Format the entries below as a numbered list, omitting any blank lines.

** Start **

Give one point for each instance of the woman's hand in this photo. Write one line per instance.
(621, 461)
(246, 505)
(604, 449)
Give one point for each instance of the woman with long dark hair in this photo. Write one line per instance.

** End **

OUTPUT BELOW =
1. Give one point for each instance of the woman's hand in this photo. Write one line per instance.
2. (621, 461)
3. (246, 505)
4. (604, 449)
5. Give one point for each instance of the woman with long dark hair in this photo. Write one line per instance.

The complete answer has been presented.